[Provided material Boundary: Start]
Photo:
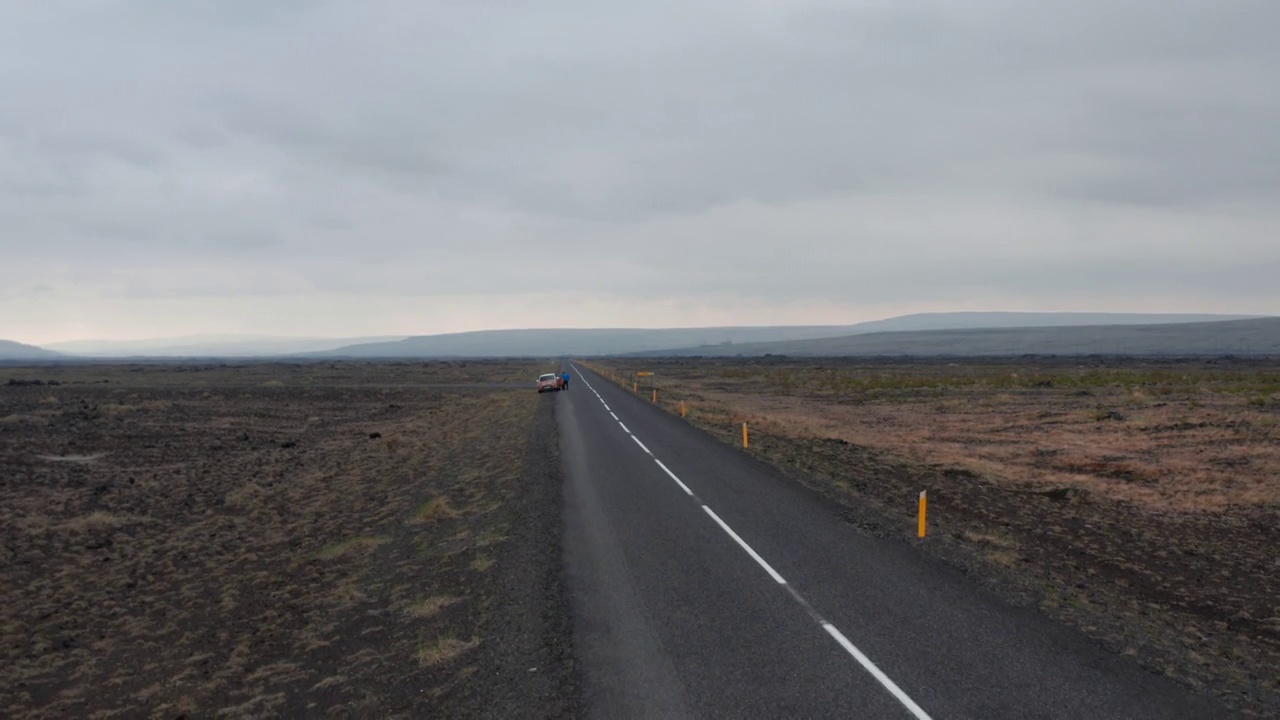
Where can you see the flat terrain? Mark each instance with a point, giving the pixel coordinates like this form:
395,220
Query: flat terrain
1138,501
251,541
[Provided material Boundary: End]
[Provided material Boundary: Start]
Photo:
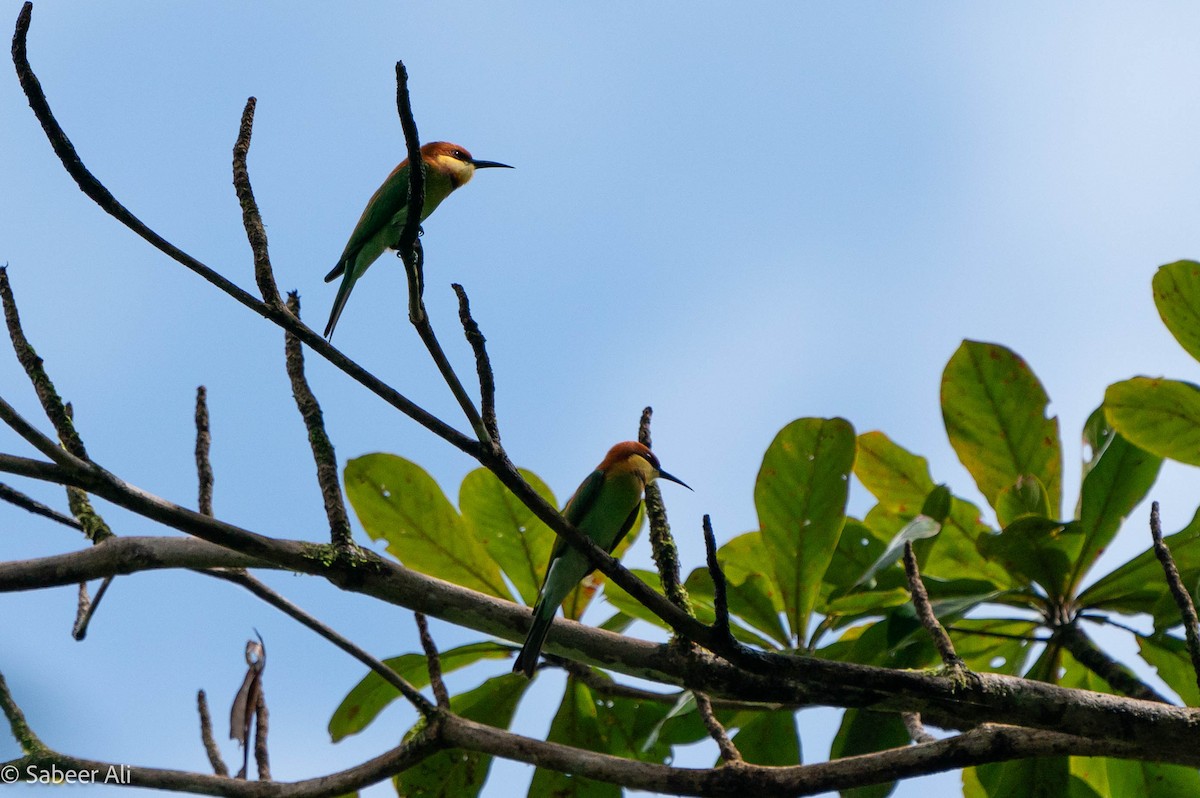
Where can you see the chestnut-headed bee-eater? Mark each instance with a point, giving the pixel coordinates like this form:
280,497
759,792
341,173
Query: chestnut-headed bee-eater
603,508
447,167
[Provided material Boundary: End]
[Provided material Boundary: Start]
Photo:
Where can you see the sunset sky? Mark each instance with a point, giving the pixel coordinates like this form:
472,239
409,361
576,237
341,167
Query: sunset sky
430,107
[Provided material Boundary: End]
### About this exercise
Determine the number of lines in the material above that include the word "Mark". Give that number and no other text.

### Task answer
3